- **PROBLEM TO WORK ON**:
Express the data from the line that contains "query: the noun phrase to segment: grass lawn" through the line that contains "[[11,108],[11,116],[100,116],[78,109],[59,108]]" as a numbered list, leaving out blank lines.

- **DATA ROWS**:
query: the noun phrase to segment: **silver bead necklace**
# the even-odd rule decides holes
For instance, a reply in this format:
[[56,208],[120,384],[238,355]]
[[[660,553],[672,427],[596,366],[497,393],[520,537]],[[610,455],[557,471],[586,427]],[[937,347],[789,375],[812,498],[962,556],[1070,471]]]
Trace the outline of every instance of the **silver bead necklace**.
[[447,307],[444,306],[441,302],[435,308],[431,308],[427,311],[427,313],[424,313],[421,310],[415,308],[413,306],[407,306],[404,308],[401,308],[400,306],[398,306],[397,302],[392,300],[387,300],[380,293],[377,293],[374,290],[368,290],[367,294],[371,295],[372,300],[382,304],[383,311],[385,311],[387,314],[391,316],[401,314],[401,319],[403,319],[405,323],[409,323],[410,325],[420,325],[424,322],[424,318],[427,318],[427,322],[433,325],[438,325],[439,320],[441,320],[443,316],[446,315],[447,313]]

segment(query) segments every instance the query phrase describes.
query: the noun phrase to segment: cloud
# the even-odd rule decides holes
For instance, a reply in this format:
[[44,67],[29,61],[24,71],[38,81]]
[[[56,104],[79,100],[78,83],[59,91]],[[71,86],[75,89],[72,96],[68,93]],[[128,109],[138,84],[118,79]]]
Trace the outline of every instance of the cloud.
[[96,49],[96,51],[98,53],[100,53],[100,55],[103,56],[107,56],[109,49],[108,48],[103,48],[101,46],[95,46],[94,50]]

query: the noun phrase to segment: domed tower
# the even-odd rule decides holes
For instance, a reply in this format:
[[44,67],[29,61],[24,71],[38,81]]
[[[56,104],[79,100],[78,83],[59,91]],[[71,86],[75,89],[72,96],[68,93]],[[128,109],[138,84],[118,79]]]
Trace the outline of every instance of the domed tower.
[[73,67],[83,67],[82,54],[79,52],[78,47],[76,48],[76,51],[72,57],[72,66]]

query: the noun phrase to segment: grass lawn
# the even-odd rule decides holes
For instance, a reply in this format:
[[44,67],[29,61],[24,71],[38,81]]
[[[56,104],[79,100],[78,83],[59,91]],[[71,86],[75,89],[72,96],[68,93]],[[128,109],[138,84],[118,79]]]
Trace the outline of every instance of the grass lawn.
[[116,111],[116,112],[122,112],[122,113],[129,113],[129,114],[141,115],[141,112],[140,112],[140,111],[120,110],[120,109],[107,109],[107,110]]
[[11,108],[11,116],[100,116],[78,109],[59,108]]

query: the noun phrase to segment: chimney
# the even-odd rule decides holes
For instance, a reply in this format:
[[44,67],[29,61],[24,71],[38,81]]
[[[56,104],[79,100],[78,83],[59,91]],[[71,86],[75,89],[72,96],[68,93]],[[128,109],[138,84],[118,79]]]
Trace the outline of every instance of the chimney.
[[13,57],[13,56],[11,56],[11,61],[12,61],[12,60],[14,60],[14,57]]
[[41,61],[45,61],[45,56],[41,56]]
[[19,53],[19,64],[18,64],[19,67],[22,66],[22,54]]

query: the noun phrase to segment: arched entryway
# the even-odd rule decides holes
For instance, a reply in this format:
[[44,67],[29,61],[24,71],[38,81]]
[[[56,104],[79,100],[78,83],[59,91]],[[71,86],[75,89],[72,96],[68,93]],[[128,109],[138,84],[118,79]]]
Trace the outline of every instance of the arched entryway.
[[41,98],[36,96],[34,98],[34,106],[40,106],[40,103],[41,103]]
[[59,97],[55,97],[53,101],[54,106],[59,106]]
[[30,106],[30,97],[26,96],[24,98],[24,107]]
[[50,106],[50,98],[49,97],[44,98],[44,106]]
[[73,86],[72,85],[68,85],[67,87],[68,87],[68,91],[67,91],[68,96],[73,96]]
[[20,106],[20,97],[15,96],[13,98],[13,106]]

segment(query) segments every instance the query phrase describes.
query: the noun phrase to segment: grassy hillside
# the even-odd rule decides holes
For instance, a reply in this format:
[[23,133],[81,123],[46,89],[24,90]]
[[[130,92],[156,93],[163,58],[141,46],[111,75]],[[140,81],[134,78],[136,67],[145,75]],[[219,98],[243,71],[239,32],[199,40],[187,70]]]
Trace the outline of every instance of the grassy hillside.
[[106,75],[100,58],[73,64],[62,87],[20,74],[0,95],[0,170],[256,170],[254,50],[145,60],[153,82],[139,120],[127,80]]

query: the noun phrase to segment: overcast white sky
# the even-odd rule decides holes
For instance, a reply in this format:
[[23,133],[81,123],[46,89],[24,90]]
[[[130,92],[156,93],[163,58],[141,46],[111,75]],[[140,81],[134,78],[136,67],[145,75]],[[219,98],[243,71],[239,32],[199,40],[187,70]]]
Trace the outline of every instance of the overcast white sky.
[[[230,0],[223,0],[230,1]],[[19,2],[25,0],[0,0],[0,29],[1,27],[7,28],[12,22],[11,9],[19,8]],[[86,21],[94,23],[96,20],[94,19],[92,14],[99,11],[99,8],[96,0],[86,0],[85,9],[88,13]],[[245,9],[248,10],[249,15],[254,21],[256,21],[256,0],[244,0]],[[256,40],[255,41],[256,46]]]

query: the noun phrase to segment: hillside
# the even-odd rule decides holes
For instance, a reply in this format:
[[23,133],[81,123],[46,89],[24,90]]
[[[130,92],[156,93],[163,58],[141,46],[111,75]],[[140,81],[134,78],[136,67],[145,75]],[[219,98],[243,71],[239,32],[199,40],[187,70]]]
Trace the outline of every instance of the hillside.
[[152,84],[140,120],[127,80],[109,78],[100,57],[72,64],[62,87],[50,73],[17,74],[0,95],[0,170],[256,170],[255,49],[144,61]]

- **TASK SOLUTION**:
1. query: the noun phrase to segment: grass lawn
2. # the even-odd rule decides holes
3. For instance, a reply in this format:
4. [[44,67],[29,61],[24,71],[38,81]]
5. [[[56,104],[79,100],[78,83],[59,91]],[[71,86],[75,89],[72,96],[68,93]],[[128,109],[138,84],[118,79]]]
6. Trace the outline of every instance of the grass lawn.
7. [[116,111],[116,112],[122,112],[122,113],[129,113],[129,114],[141,115],[141,112],[140,112],[140,111],[120,110],[120,109],[107,109],[107,110]]
8. [[11,108],[11,116],[100,116],[78,109],[59,108]]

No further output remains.